▶ [Given problem 1]:
In the passage on culture and communication literacy, why is culture described as "a non-uniform series of complex and evolving social relationships"? Answer in one to three sentences.
▶ [Given problem 2]:
Proceed with the passage on culture and communication literacy, starting right after its final sentence.

▶ [Selected extract]:

■ ■ ■ ■ ■ ■ ■

Pierre Bourdieu’s (1972) discussion of the theory of practice builds on the discussions of Bell and Williams and offers a compelling logic for the acceptance of culture as a systemic social construction based on a competition between ideational, actionable, and material elements within society. Culture as a definable idea, as it relates to the individual, is derived through social structures which are influenced by society’s overlapping sub-systems. Culture might thus be best defined as a non-uniform series of complex and evolving social relationships.
To repeat: communication and culture are inseparable. In the U.A.E., the issue is at what stage are these relationships in their developmental cycle? These relationships might be more easily described as a series of overlapping individual, familial, societal, and global assumptions fostered through a complex communication environment. The inner circle is the self or self-concept. The self-concept is the most contentious, resistant, and difficult to change — but it is precisely that self-concept which a communication literacy program attempts to impact.
The Zayed University Program Model
On a university level, the Zayed University Program Model attempts to alter the self-concept of a student by working on the communication competencies inherent in the constructs of critical thinking, leadership, globalization, teamwork, information literacy, and technology.
While the self-concept is core, family, group, and national and international thought structures are informing that self. These structures involve the values,beliefs, attitudes, and opinions of all components of the system. Complexity exists upon complexity. As we develop a program for communication literacy, an issue which we as educators need to consider, and as suggested by Christ, is not only how broadly should media literacy be conceptualized, but also from whose ideological and paradigmatic foundations should it be considered? If communication literacy/media literacy is to be considered as the development of skills and the acquisition of knowledge structures which lead to the cultivation of the critical thought process, do we not also need to consider which knowledge structures are being cultivated? What this question leads us to is the fundamental debate within curriculum development between advocates of skills training and advocates of a liberal education.

■ ■ ■ ■ ■ ■ ■

▶ [Data section]:

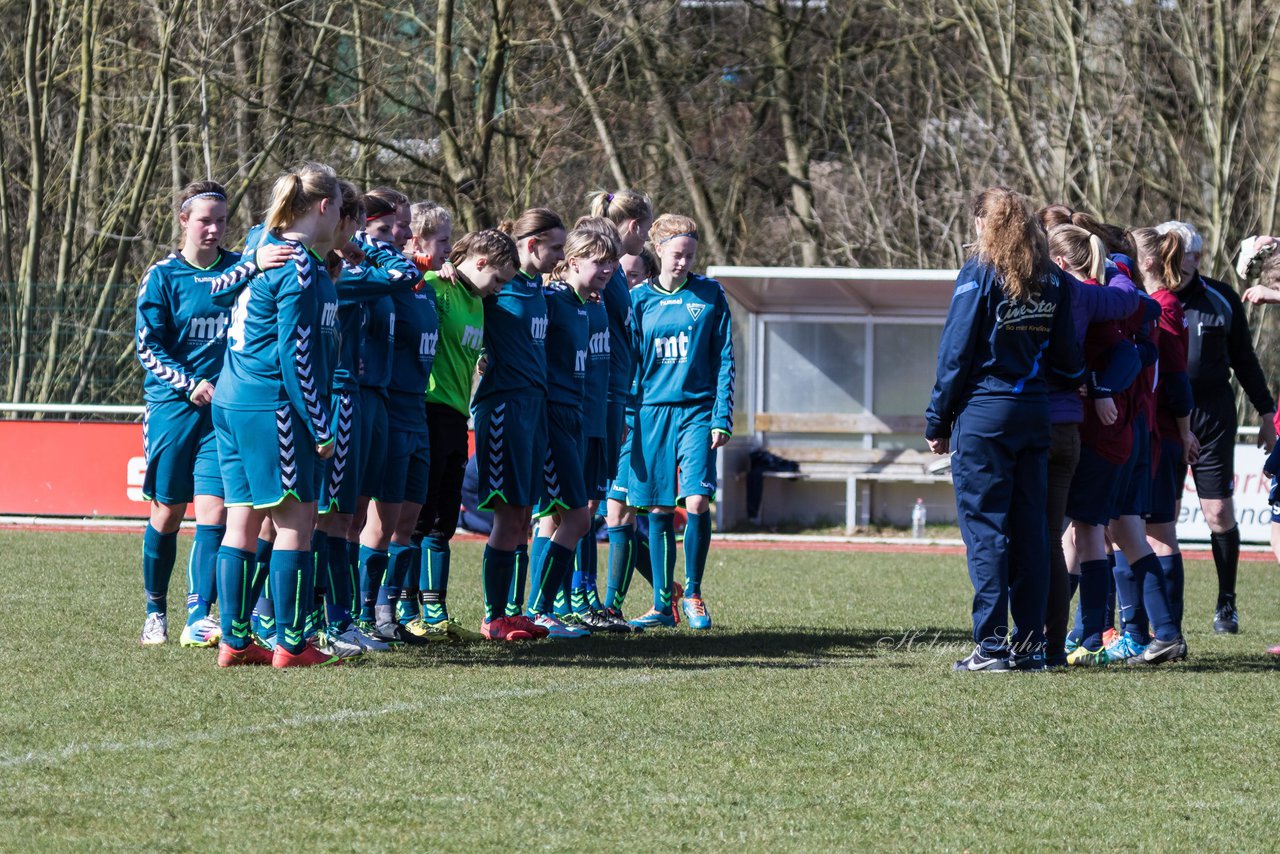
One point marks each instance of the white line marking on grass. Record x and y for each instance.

■ ■ ■ ■ ■ ■ ■

▶ [Reply 1]:
The passage says that culture, as it relates to the individual, comes from social structures shaped by society's overlapping sub-systems. It draws that definition from this, following Bourdieu's view of culture as a systemic social construction built on competition among ideational, actionable, and material elements.

▶ [Reply 2]:
Any communication literacy program must of necessity view the self as a central cultural construct.
According to Albermann and Hagood (2000) what we increasingly see taking place today is “trans-media inter-textuality.” We are suggesting that this inter-textuality is taking place not only at the level of the media but also at the very foundational level of education about the media through the educational process itself — a process which is oblivious to the issues of habitus involved in the larger socialization process and understanding of the media itself. As Joshua Meyrowitz (1998) suggests, we need to be aware of the multiple media literacies, and by association multiple ecologies, that feed into an understanding of the media. At the same time, we must be aware of the macro and micro issues that are inherently involved. It is more likely that the issues being worked through with respect to media education in the U.A.E. are being bogged down here. They may be your media — but they are my literacies.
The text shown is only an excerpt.